Requirements: Rewrite all of the data below as a numbered list, one line per item and with blank lines omitted. Leave the pictures out of your list.
•••••
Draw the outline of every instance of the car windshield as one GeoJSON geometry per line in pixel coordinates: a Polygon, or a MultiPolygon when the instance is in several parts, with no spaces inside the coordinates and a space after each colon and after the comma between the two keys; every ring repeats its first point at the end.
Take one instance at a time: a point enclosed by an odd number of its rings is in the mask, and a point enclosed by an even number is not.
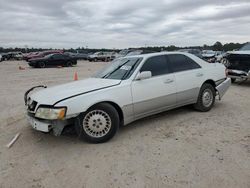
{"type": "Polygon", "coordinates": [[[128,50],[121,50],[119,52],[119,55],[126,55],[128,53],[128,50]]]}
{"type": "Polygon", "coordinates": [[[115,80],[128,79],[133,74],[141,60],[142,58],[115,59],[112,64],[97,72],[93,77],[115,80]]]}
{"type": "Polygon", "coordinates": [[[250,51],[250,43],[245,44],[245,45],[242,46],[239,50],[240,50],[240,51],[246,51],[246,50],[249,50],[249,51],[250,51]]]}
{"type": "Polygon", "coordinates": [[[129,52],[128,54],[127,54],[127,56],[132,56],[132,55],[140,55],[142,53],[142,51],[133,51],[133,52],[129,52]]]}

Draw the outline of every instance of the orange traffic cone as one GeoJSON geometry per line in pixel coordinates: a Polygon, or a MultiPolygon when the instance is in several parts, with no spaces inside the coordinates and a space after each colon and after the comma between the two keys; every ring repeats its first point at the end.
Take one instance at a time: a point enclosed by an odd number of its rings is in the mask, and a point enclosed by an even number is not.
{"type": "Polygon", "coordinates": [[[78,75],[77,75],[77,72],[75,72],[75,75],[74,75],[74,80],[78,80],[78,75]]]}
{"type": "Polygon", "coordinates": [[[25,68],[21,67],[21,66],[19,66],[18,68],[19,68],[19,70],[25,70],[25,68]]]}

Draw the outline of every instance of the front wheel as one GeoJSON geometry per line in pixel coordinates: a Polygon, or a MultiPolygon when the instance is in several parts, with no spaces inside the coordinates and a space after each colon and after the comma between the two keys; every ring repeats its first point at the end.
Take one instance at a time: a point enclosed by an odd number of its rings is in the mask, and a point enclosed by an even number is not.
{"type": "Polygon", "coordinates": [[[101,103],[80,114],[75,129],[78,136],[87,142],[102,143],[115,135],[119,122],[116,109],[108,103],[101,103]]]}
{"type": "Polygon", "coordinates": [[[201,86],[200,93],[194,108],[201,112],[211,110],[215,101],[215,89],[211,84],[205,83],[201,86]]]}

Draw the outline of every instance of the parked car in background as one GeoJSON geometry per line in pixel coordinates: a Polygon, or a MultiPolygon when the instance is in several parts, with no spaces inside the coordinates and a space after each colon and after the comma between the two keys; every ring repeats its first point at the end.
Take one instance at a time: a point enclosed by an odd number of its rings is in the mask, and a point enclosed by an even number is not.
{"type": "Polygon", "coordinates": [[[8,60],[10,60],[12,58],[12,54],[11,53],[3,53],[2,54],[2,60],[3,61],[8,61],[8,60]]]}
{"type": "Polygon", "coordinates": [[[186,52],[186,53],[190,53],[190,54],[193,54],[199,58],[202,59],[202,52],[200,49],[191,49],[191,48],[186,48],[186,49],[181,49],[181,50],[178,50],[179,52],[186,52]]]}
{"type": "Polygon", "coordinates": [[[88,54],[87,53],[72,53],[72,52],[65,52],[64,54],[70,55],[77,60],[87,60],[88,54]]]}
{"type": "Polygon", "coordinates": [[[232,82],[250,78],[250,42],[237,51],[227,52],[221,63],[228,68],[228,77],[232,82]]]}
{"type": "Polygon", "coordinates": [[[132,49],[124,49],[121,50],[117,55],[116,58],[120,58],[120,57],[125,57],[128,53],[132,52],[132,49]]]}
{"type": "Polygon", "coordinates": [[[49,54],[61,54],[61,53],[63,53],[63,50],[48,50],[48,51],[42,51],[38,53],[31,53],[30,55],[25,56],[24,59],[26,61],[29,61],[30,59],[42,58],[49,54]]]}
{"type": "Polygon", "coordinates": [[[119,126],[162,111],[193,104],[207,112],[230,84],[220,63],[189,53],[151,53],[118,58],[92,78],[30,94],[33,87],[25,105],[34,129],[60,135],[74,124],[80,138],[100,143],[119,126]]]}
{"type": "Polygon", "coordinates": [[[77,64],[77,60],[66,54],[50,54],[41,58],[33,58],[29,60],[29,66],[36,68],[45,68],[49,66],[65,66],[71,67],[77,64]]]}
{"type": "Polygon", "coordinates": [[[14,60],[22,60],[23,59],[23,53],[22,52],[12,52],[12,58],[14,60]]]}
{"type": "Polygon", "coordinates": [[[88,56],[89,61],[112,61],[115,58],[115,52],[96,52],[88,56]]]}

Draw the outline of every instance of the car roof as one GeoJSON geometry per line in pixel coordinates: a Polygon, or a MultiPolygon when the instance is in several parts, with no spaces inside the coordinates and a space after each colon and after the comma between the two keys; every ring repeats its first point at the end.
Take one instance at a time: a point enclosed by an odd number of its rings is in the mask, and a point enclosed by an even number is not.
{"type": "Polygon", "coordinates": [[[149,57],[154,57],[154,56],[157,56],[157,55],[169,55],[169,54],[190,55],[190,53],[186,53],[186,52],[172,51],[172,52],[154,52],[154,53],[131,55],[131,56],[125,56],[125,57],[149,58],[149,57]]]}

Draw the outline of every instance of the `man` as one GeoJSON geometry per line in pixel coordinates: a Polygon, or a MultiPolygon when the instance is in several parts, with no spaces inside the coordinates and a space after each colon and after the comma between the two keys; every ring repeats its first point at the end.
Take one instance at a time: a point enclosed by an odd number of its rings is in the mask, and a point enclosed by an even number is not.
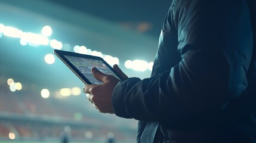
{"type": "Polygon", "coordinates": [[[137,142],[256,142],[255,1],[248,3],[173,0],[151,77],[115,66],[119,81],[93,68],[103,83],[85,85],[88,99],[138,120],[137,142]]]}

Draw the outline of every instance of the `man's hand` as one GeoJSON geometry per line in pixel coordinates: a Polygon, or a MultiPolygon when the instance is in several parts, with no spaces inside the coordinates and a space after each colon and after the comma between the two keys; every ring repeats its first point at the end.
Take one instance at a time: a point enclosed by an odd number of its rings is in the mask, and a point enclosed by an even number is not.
•••••
Result of the exercise:
1. Draw the outline of every instance of the car windshield as one GeoJSON geometry per line in pixel coordinates: a Polygon, or a MultiPolygon when the instance is in several parts, with no spaces inside the coordinates and a space after each colon and after the comma between the two keys; every ring repeats its first point at the end.
2. Take one instance at a time: a point enclosed by an odd number of its rings is in the mask, and a point enclosed by an even number is not.
3. {"type": "Polygon", "coordinates": [[[128,50],[121,50],[119,52],[119,55],[126,55],[128,53],[128,50]]]}
4. {"type": "Polygon", "coordinates": [[[115,80],[128,79],[133,74],[141,60],[142,58],[115,59],[112,64],[97,72],[93,77],[115,80]]]}
5. {"type": "Polygon", "coordinates": [[[250,51],[250,43],[245,44],[245,45],[242,46],[239,50],[240,50],[240,51],[246,51],[246,50],[249,50],[249,51],[250,51]]]}
6. {"type": "Polygon", "coordinates": [[[129,52],[128,54],[127,54],[127,56],[132,56],[132,55],[140,55],[142,53],[142,51],[133,51],[133,52],[129,52]]]}
7. Draw the outline of every instance of the orange traffic cone as one GeoJSON geometry per line in pixel coordinates: a Polygon, or a MultiPolygon when the instance is in several parts, with no spaces inside the coordinates and a space after each colon and after the comma between the two keys; every ring repeats its first point at the end.
8. Take one instance at a time: a point enclosed by an odd number of its rings is in the mask, and a point enclosed by an even number is not.
9. {"type": "Polygon", "coordinates": [[[78,75],[77,75],[77,72],[75,72],[75,75],[74,75],[74,80],[78,80],[78,75]]]}
10. {"type": "Polygon", "coordinates": [[[25,68],[21,67],[21,66],[19,66],[18,68],[19,68],[19,70],[25,70],[25,68]]]}
11. Draw the outline of every instance of the front wheel as one GeoJSON geometry per line in pixel coordinates: a Polygon, or a MultiPolygon when the instance is in several parts, with no spaces inside the coordinates and a space after each colon and after the comma between the two keys; every ring repeats its first point at the end.
12. Take one instance at a time: a point enclosed by an odd number of its rings is in the mask, and a point enclosed by an even number is not.
13. {"type": "Polygon", "coordinates": [[[101,103],[80,114],[75,129],[78,136],[87,142],[102,143],[115,135],[119,122],[116,109],[108,103],[101,103]]]}
14. {"type": "Polygon", "coordinates": [[[201,86],[200,93],[194,108],[201,112],[211,110],[215,101],[215,89],[211,84],[205,83],[201,86]]]}
15. Draw the outline of every instance of the parked car in background as one GeoJSON geometry per line in pixel coordinates: a Polygon, or a MultiPolygon when the instance is in several parts, with no spaces inside the coordinates and a space after each colon and after the comma between the two keys; every ring repeats its first point at the end.
16. Take one instance at a time: a point enclosed by an odd number of its rings is in the mask, and a point enclosed by an even number is not.
17. {"type": "Polygon", "coordinates": [[[8,60],[10,60],[12,58],[12,54],[11,53],[3,53],[2,54],[2,60],[3,61],[8,61],[8,60]]]}
18. {"type": "Polygon", "coordinates": [[[186,52],[186,53],[190,53],[190,54],[193,54],[199,58],[202,59],[202,52],[200,49],[191,49],[191,48],[186,48],[186,49],[181,49],[181,50],[178,50],[179,52],[186,52]]]}
19. {"type": "Polygon", "coordinates": [[[88,54],[87,53],[72,53],[72,52],[65,52],[64,54],[70,55],[77,60],[87,60],[88,54]]]}
20. {"type": "Polygon", "coordinates": [[[232,82],[250,78],[250,42],[237,51],[227,52],[221,63],[228,68],[228,77],[232,82]]]}
21. {"type": "Polygon", "coordinates": [[[132,49],[124,49],[121,50],[117,55],[116,58],[120,58],[120,57],[125,57],[128,53],[132,52],[132,49]]]}
22. {"type": "Polygon", "coordinates": [[[49,54],[61,54],[61,53],[63,53],[63,50],[48,50],[48,51],[42,51],[38,53],[31,53],[30,55],[25,56],[24,59],[26,61],[29,61],[30,59],[42,58],[49,54]]]}
23. {"type": "Polygon", "coordinates": [[[119,126],[162,111],[193,104],[207,112],[230,84],[220,63],[189,53],[151,53],[118,58],[92,78],[30,94],[33,87],[25,105],[34,129],[60,135],[74,124],[80,138],[100,143],[119,126]]]}
24. {"type": "Polygon", "coordinates": [[[77,64],[77,60],[66,54],[50,54],[41,58],[33,58],[29,60],[29,66],[36,68],[45,68],[49,66],[65,66],[71,67],[77,64]]]}
25. {"type": "Polygon", "coordinates": [[[14,60],[22,60],[23,59],[23,53],[22,52],[12,52],[12,58],[14,60]]]}
26. {"type": "Polygon", "coordinates": [[[88,56],[89,61],[112,61],[115,58],[115,52],[96,52],[88,56]]]}
27. Draw the outline of every instance of the car roof as one GeoJSON geometry per line in pixel coordinates: a Polygon, or a MultiPolygon when the instance is in several parts, with no spaces inside the coordinates and a space after each colon and after the comma between the two keys; every ring repeats its first point at the end.
28. Take one instance at a time: a point enclosed by an odd number of its rings is in the mask, and a point enclosed by an even number is not.
29. {"type": "Polygon", "coordinates": [[[149,57],[154,57],[154,56],[157,56],[157,55],[169,55],[169,54],[190,55],[190,53],[186,53],[186,52],[172,51],[172,52],[154,52],[154,53],[131,55],[131,56],[125,56],[125,57],[149,58],[149,57]]]}
30. Draw the outline of every instance of the `man` as one GeoJSON geometry per line in pixel coordinates: a Polygon, or a MultiPolygon when the instance is in several parts, with no spaces inside the coordinates and a space after each colon and after the comma between the two keys; every ring repeats its first point at the end.
31. Take one instance at a time: a point enclosed by an odd number of its rings is in the mask, and a point enclosed by an even number is not.
32. {"type": "Polygon", "coordinates": [[[137,142],[256,142],[255,1],[248,3],[173,0],[151,77],[115,66],[119,81],[93,68],[103,83],[85,85],[88,99],[138,120],[137,142]]]}
33. Draw the outline of every instance of the `man's hand` as one GeoJSON geometry per line in pixel coordinates: a Polygon, or a MultiPolygon when the instance is in several parts, with no spaces inside the coordinates and a space after each colon and after the comma between the two keys; every ring repeats its first point at the end.
34. Take one instance at a time: a point enclosed by an odd number of its rings is in the mask, and a point enclosed by an even number is not.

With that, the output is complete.